REQUIRED TASK: Copy every one of the entries below word for word, and leave the pictures out of your copy.

-- begin --

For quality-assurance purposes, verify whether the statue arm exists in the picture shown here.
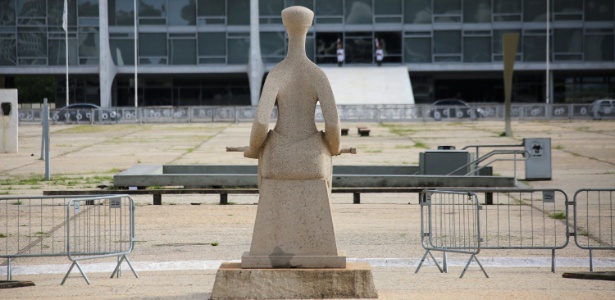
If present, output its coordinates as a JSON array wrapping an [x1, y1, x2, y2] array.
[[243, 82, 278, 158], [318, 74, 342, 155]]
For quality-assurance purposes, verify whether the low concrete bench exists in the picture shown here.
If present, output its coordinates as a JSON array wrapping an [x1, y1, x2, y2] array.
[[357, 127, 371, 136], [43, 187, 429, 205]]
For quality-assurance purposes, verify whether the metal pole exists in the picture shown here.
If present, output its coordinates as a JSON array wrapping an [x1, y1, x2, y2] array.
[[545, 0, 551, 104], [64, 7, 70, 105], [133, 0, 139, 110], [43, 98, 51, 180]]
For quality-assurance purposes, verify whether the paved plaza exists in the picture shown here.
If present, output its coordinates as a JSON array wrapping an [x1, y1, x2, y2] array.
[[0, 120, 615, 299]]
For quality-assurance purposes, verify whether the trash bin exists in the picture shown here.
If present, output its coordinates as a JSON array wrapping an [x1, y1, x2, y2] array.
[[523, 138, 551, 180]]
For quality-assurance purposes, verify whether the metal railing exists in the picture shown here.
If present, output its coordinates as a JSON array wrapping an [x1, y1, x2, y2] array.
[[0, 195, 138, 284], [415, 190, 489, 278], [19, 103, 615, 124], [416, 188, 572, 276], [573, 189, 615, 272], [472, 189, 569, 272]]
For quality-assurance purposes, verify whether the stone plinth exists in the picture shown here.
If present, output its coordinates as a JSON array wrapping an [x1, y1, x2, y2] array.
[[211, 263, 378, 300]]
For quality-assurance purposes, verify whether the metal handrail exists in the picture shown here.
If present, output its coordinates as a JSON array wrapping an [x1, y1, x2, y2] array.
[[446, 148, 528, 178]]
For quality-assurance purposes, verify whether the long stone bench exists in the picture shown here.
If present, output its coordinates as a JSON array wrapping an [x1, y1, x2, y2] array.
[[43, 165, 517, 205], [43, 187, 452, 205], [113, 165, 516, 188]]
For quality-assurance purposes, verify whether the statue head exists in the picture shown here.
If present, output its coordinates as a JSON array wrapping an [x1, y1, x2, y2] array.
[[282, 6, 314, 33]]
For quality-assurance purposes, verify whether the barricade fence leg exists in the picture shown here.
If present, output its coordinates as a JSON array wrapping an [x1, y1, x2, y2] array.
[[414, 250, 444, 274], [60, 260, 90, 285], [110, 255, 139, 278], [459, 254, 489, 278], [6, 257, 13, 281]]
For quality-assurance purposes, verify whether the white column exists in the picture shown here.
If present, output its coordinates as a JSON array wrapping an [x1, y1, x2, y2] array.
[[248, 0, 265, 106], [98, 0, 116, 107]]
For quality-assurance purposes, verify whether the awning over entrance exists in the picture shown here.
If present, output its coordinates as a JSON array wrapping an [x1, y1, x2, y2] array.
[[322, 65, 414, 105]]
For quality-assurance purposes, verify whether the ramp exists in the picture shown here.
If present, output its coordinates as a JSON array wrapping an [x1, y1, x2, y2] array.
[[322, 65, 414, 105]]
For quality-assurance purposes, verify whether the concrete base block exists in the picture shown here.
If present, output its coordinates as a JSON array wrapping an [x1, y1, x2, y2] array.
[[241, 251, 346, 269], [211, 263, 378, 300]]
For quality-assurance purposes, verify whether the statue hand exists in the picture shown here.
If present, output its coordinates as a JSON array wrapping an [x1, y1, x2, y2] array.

-- end --

ANSWER TO THE PROBLEM:
For quality-assurance purposes, verify whether the statue arm exists in the picture shown here.
If present, output its coordinates as a JSON array wrapping an [x1, y1, x2, y2] array.
[[243, 82, 278, 158], [318, 74, 342, 155]]
For quality-assurance purposes, verify whether the low concrete bench exists in the picture shown here.
If present, output its coordinates as a JSON array wrapping an [x1, y1, x2, y2] array.
[[357, 127, 371, 136], [43, 187, 429, 205]]
For quality-assurance purposes, verify whether the metal pole exists in the picture shown here.
If present, output its coordinates as a JSON array wrapping an [x1, y1, x2, y2] array.
[[545, 0, 551, 104], [64, 7, 70, 105], [133, 0, 139, 110], [43, 98, 51, 180]]
For quality-assurance purposes, verify whether the paved plaza exists in the picture shown here.
If present, output its coordinates as a JSON array wrapping an [x1, y1, x2, y2] array.
[[0, 120, 615, 299]]
For quality-assurance purposes, verify whether the trash bin exists in the picture shown here.
If present, output its coordinates as a JSON array wrapping an [x1, y1, x2, y2] array.
[[523, 138, 551, 180]]
For quality-assurance purposes, verify whether the metal railing exists in the picture shown here.
If present, output its coordinates as a JSON array wrapping an [x1, y1, x2, y2] array.
[[0, 195, 138, 284], [415, 190, 489, 278], [19, 103, 615, 124], [416, 188, 572, 276], [573, 189, 615, 272], [472, 189, 569, 272]]
For quality-assurance purposes, verify whether the stone plinth exists in the picture shown here.
If present, output its coordinates as a JSON array wrapping an [x1, y1, x2, y2] array.
[[211, 263, 378, 300]]
For quality-assurance purposes, verify whether the metal handrail exists in the picture shown here.
If present, output its coordinates as a JSON array wrapping an [x1, y1, x2, y2] array.
[[446, 148, 528, 178]]
For quality-assurance purposes, verify whether the long stone bench exists in the picture shown here.
If present, output its coordinates as a JSON array wrapping an [x1, y1, x2, y2] array.
[[43, 165, 517, 205], [43, 187, 452, 205], [113, 165, 516, 188]]
For quality-assurance purposes, verify whether the statue head exists in the picture shown here.
If present, output its coordinates as a JSON array wrapping an [x1, y1, x2, y2] array.
[[282, 6, 314, 33]]
For quality-assurance purposes, verify whether the barricade fence leg exists in the picture shown here.
If present, output its coordinates as a JSON array wrapping an [x1, y1, x2, y2] array.
[[414, 250, 444, 274], [60, 260, 90, 285], [110, 255, 139, 278], [459, 254, 489, 278], [6, 257, 13, 281]]
For quality-assurance purposes, verify whether the white column exists in the picture shown here.
If present, output its coordinates as a JSON array wrapping an [x1, y1, x2, y2] array.
[[248, 0, 265, 106], [98, 0, 116, 107]]
For quality-assurance purposes, verify whether the awning over entrance exists in the picture shown here.
If present, output its coordinates as a JSON array wrapping an [x1, y1, x2, y2] array.
[[322, 65, 414, 105]]
For quality-assurance purposes, verify whether the ramp exists in the picture shown here.
If present, output its coordinates as a JSON array wrapping an [x1, y1, x2, y2] array.
[[322, 65, 414, 105]]
For quality-assurance purposes, verify whether the concrete base block exists in the picture shown here.
If present, output its coordinates as a JSON array wrapping an [x1, y1, x2, y2] array.
[[241, 251, 346, 269], [211, 263, 378, 300]]
For quality-assurance purposes, verify whether the statue hand exists in the picture shown here.
If present, output its coordinates as a JSON array wrapping an [x1, y1, x2, y2] array.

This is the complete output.